# start of TEXT EXTRACT
Spaceship Titanic - Introduction to Bayesian Models - Part 2
Part 2: Initial Modelling
Welcome to Part 2 of my Introduction to Bayesian Models series.
Before I begin building the model, recall the three insights we found in Part 1:
Passengers from Age 0-17 were more likely to be transported.
Non-VIP passengers were more likely to be transported.
Passengers with a Home Planet of Europa were more likely to be transported.
I’m sure this is a small subset of the available insights of our data, but I don’t want to make the model too complicated before even starting so we will stick with implementing these three factors in Part 2.
Starting with Stan
Stan is a probabilistic programming language for statistical inference. To write a Stan model, I will create a .stan file using the Stan programming language, and then compile and run this model in R using the rstan package.
I will first show the basic Stan code for the model, and explain each of the blocks:
data
This section declares all of the data that will be used in the model.
This is data that needs to be provided by the user to run a Stan model.
I will be using an N x K design matrix that has N distinct observations, and K predictive variables.
parameters
This section defines all of the unknown parameters in your model that Stan will estimate using the data.
In our model, we will be estimating the \(\beta\) coefficients which are the corresponding linear effects of each of the K predictor variables.
model
This section will define the statistical model (using a log-likelihood function), prior distributions, and provide the mathematical link between your parameters and observed data.
In Part 1 I decided to use a logistic regression. This distribution is implemented in Stan using the
bernoulli_logit(...)function.Note that Age is a continuous variable, so unless we make any modification to the predictive variable or the model structure, it will be modeled as a linear effect which we saw previously may not be completely accurate. We can still run the model without making any changes and see what the output tells us.
generated quantities
- After running a Stan model and having some fitted posterior distributions from the data, you may want to sample from these distributions (or even from some algebraically manipulated variation of the distributions). Sampling can be set up in the
generated quantitiesblock.
Handling Missing Values
It turns out there are some missing values in the Age, VIP, and HomePlanet fields.
The easiest way to handle missing values is to impute them using the mice package in R.
# end of TEXT EXTRACT
> [EXERCISE REQUIREMENTS]
**a)** Return the passage of the Bayesian modeling article between "Before I begin" and "Europa were more likely to be transported.", inclusive, word for word.
**b)** For each statement, say yes or no according to the Bayesian modeling article, and quote the words from it that decide the answer: (i) The Stan model is compiled and run in R with the rstan package. (ii) Missing values occur only in the Age field. (iii) VIP passengers were more likely to be transported.
# start of DATA LISTING
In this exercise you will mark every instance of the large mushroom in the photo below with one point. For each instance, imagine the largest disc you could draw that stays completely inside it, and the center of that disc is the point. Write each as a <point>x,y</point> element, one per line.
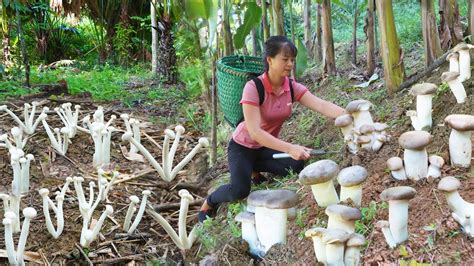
<point>342,217</point>
<point>398,198</point>
<point>359,109</point>
<point>415,156</point>
<point>460,146</point>
<point>455,85</point>
<point>464,61</point>
<point>319,176</point>
<point>424,93</point>
<point>271,211</point>
<point>395,165</point>
<point>351,179</point>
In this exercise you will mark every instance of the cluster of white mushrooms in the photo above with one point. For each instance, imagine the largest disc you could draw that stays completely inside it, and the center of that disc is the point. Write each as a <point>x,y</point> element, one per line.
<point>358,128</point>
<point>101,132</point>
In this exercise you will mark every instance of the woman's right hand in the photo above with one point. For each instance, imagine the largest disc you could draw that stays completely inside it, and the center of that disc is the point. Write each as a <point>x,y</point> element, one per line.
<point>299,152</point>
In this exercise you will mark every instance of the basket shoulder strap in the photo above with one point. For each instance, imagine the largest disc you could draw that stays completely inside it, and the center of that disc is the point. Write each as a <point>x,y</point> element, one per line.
<point>292,91</point>
<point>260,90</point>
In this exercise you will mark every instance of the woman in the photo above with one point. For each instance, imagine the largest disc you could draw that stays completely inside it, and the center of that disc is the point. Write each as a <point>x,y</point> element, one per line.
<point>255,140</point>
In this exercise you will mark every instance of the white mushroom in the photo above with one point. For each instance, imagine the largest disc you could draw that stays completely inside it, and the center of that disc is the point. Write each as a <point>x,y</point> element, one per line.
<point>319,176</point>
<point>351,179</point>
<point>342,217</point>
<point>359,109</point>
<point>316,234</point>
<point>398,198</point>
<point>271,215</point>
<point>460,146</point>
<point>395,165</point>
<point>424,93</point>
<point>436,162</point>
<point>452,78</point>
<point>415,157</point>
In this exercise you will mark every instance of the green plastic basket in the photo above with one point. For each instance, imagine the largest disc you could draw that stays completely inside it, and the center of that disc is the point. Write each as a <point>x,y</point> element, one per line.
<point>233,72</point>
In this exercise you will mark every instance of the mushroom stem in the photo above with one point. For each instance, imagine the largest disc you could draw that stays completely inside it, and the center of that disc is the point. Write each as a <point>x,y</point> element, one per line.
<point>460,148</point>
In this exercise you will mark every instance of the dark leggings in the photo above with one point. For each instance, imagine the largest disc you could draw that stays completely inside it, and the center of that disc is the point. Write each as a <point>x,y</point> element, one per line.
<point>242,161</point>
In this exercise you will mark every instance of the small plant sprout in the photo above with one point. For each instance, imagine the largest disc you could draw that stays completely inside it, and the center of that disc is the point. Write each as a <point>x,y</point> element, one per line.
<point>166,172</point>
<point>460,146</point>
<point>132,126</point>
<point>462,211</point>
<point>11,204</point>
<point>342,217</point>
<point>101,135</point>
<point>138,218</point>
<point>58,209</point>
<point>351,180</point>
<point>398,198</point>
<point>415,157</point>
<point>452,78</point>
<point>59,138</point>
<point>15,257</point>
<point>29,124</point>
<point>319,176</point>
<point>316,234</point>
<point>271,215</point>
<point>182,241</point>
<point>69,117</point>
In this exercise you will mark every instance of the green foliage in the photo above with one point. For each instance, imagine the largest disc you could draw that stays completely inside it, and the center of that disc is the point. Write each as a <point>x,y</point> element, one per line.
<point>123,42</point>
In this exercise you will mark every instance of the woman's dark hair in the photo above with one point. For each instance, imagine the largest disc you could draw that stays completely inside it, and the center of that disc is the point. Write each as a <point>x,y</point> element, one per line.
<point>277,44</point>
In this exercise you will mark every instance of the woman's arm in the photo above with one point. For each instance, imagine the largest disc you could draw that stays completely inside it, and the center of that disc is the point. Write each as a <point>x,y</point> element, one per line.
<point>253,119</point>
<point>321,106</point>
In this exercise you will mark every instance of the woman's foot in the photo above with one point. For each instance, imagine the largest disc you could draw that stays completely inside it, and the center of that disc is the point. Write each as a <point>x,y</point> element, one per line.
<point>206,212</point>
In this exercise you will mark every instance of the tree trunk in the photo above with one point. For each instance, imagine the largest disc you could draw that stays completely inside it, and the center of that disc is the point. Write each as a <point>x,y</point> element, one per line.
<point>23,46</point>
<point>318,46</point>
<point>167,54</point>
<point>307,27</point>
<point>354,34</point>
<point>390,51</point>
<point>370,41</point>
<point>228,46</point>
<point>154,38</point>
<point>278,17</point>
<point>471,20</point>
<point>450,25</point>
<point>329,60</point>
<point>265,27</point>
<point>430,32</point>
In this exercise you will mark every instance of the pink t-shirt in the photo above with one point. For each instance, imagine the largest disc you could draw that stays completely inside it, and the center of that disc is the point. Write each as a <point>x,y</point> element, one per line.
<point>274,110</point>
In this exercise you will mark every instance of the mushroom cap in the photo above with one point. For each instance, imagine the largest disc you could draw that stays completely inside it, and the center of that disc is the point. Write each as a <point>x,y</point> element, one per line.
<point>448,76</point>
<point>273,199</point>
<point>398,193</point>
<point>436,160</point>
<point>318,172</point>
<point>352,176</point>
<point>395,163</point>
<point>460,122</point>
<point>380,126</point>
<point>335,236</point>
<point>414,140</point>
<point>460,46</point>
<point>366,129</point>
<point>343,212</point>
<point>449,184</point>
<point>423,89</point>
<point>453,55</point>
<point>355,240</point>
<point>343,120</point>
<point>29,213</point>
<point>246,217</point>
<point>358,105</point>
<point>315,231</point>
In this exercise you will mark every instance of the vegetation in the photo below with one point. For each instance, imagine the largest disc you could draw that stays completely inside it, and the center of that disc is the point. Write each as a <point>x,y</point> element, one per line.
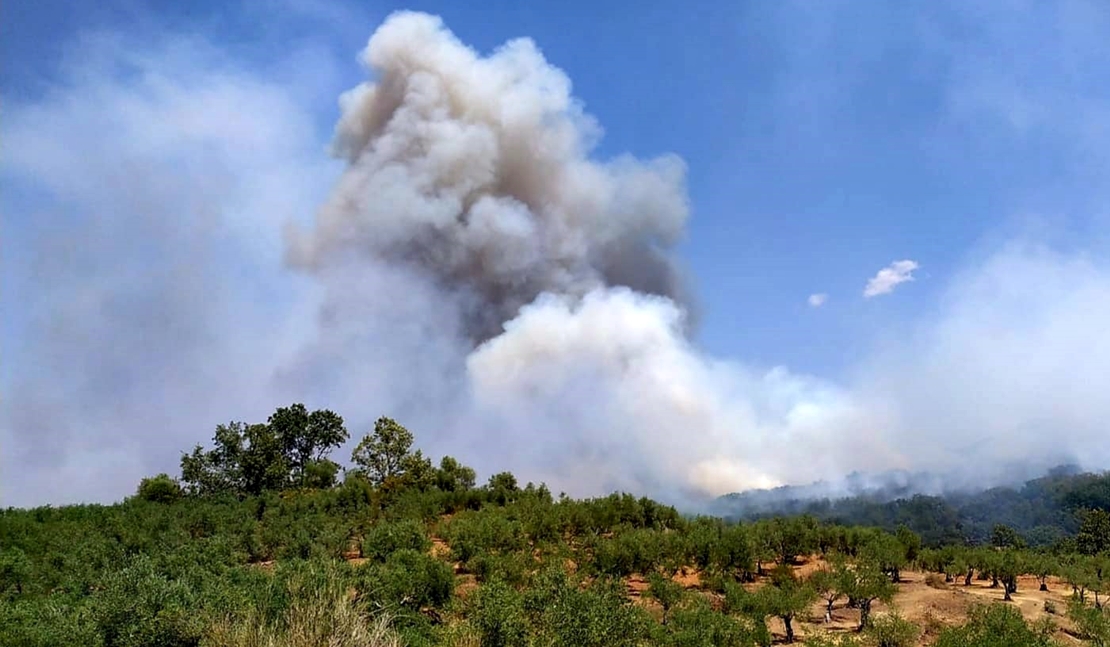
# end of DATA LISTING
> [RESULTS OF THE TASKS]
**a)**
Before I begin building the model, recall the three insights we found in Part 1:
Passengers from Age 0-17 were more likely to be transported.
Non-VIP passengers were more likely to be transported.
Passengers with a Home Planet of Europa were more likely to be transported.

**b)**
(i) Yes: "compile and run this model in R using the rstan package"
(ii) No: "there are some missing values in the Age, VIP, and HomePlanet fields"
(iii) No: "Non-VIP passengers were more likely to be transported."